┏━━
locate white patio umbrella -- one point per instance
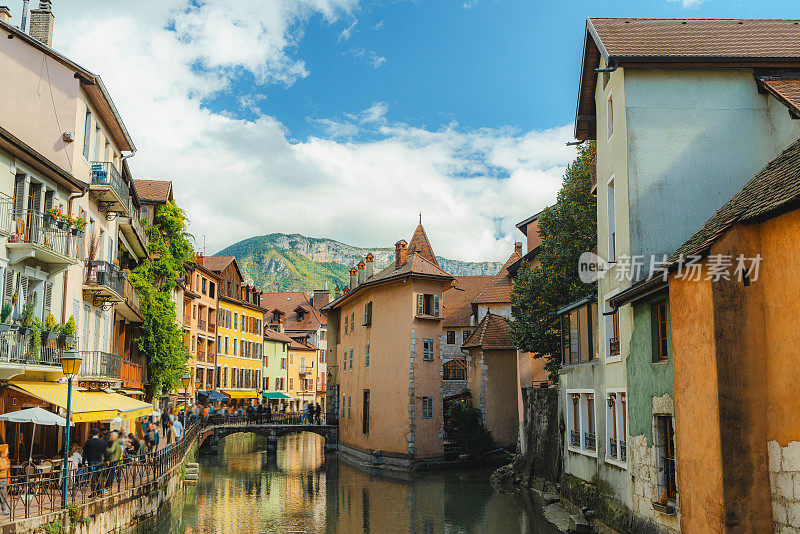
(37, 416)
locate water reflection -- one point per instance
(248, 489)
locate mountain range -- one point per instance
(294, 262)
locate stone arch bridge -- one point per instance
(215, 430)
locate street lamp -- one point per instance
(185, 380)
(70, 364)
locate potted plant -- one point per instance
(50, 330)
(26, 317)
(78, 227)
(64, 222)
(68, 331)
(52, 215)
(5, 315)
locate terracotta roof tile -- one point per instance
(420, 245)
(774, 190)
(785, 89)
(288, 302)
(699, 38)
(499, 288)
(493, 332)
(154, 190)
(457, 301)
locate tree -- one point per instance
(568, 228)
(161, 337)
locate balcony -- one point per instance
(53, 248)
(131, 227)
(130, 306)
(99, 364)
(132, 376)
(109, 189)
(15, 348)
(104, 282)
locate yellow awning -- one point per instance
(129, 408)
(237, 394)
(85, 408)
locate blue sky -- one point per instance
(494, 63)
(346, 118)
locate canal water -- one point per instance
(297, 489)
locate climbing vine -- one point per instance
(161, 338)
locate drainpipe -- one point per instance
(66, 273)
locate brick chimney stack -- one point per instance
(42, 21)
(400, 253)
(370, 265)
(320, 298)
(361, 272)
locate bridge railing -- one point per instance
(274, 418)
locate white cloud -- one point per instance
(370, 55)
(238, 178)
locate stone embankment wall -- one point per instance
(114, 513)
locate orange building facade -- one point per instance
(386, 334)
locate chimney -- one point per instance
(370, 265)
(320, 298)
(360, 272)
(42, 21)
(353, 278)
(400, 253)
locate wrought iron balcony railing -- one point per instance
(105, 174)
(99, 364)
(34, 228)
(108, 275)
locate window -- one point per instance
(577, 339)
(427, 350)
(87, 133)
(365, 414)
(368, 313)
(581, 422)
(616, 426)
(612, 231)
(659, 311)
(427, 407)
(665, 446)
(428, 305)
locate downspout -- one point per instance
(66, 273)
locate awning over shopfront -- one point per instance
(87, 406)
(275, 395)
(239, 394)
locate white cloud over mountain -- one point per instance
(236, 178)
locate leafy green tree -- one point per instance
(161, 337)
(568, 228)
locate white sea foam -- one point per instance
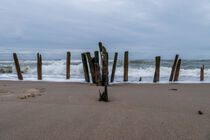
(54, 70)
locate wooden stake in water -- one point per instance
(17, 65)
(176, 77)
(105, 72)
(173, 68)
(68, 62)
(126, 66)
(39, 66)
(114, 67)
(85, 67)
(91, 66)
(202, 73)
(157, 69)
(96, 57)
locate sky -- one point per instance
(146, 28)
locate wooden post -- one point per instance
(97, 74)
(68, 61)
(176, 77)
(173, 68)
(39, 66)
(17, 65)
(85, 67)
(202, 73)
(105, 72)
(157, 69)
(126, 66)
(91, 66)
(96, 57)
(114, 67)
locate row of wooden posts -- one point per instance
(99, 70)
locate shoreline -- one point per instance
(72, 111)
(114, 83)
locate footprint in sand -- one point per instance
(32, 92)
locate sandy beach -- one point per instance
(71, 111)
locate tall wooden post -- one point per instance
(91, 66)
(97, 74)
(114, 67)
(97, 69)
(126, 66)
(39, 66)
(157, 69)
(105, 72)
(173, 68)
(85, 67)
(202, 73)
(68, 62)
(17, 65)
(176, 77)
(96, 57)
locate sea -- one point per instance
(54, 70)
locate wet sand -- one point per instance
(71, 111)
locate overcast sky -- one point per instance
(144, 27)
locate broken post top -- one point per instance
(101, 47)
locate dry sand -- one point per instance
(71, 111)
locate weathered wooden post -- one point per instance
┗━━
▶ Direction:
Rewrite all of the material above with every "locate" changed to "mark" and nothing else altered. Leave the pictures out.

▶ Result of the task:
mark white patio umbrella -- one point per instance
(37, 416)
mark water reflection -- one point per instance
(248, 489)
mark mountain range -- one point per instance
(294, 262)
mark stone arch bridge -- one point per instance
(215, 430)
mark street lamp -- one point per instance
(185, 380)
(70, 364)
mark potted plant -- one point per instance
(50, 330)
(26, 317)
(78, 227)
(64, 222)
(68, 331)
(52, 215)
(5, 315)
mark terracotta roof tile -- one point per instance
(420, 245)
(774, 190)
(785, 89)
(288, 302)
(699, 38)
(499, 288)
(493, 332)
(154, 190)
(457, 301)
mark tree -- one point per instance
(568, 228)
(161, 337)
mark balcony -- one point per instance
(53, 248)
(131, 227)
(130, 306)
(99, 364)
(132, 376)
(109, 189)
(15, 348)
(104, 282)
mark yellow awning -- one point per instance
(129, 408)
(237, 394)
(85, 408)
mark blue sky -- one point per instance
(494, 63)
(346, 118)
mark canal water -- one point per instance
(297, 489)
mark climbing vine -- one point per instance
(161, 338)
mark drainpipe -- one point per instance
(66, 273)
mark brick chimney stack -- one point per instance
(42, 21)
(400, 253)
(370, 265)
(320, 298)
(361, 272)
mark bridge railing -- one point per instance
(274, 418)
mark white cloud -- one point per instance
(370, 55)
(238, 178)
mark stone embankment wall -- one point per instance
(114, 513)
mark orange building facade -- one point per instance
(386, 334)
mark chimney -- one point per instance
(370, 265)
(320, 298)
(360, 272)
(42, 21)
(353, 278)
(400, 253)
mark wrought iron balcony railing -- one point per instance
(105, 174)
(99, 364)
(34, 228)
(108, 275)
mark window -- one point per instance
(577, 339)
(427, 350)
(87, 133)
(365, 414)
(368, 313)
(581, 422)
(616, 426)
(612, 231)
(659, 311)
(427, 407)
(665, 446)
(428, 305)
mark downspout -- one point per instance
(66, 273)
mark awning over shopfront -- one point per instance
(87, 406)
(275, 395)
(239, 394)
mark white cloud over mountain -- one point per instance
(236, 178)
mark leafy green tree -- one point per instance
(161, 337)
(568, 228)
mark white sea foam -- one point per instance
(54, 70)
mark wooden stake in water -- one point per instance
(17, 65)
(176, 77)
(105, 72)
(173, 68)
(68, 62)
(126, 66)
(39, 66)
(114, 67)
(85, 67)
(91, 66)
(202, 73)
(157, 69)
(96, 57)
mark sky -- one point per instance
(146, 28)
mark wooden post -- one point per instance
(97, 74)
(68, 61)
(176, 77)
(173, 68)
(39, 66)
(17, 65)
(85, 67)
(202, 73)
(105, 72)
(157, 69)
(126, 66)
(91, 66)
(96, 57)
(114, 67)
mark row of wooden posts -- one point per instance
(99, 70)
mark shoreline -- one point per instance
(72, 111)
(114, 83)
mark footprint in sand -- one point per instance
(32, 92)
mark sandy beach -- one point per instance
(71, 111)
mark tall wooden post -- one point per instance
(91, 66)
(97, 74)
(114, 67)
(97, 69)
(126, 66)
(39, 66)
(157, 69)
(105, 72)
(173, 68)
(85, 67)
(202, 73)
(68, 62)
(17, 65)
(176, 77)
(96, 57)
mark sea -- one point per instance
(54, 70)
mark wet sand -- one point per instance
(71, 111)
mark overcast sky -- one point per instance
(144, 27)
mark broken post top -- one point per instance
(101, 47)
mark dry sand -- one point per instance
(71, 111)
mark weathered wooden post -- one point per instance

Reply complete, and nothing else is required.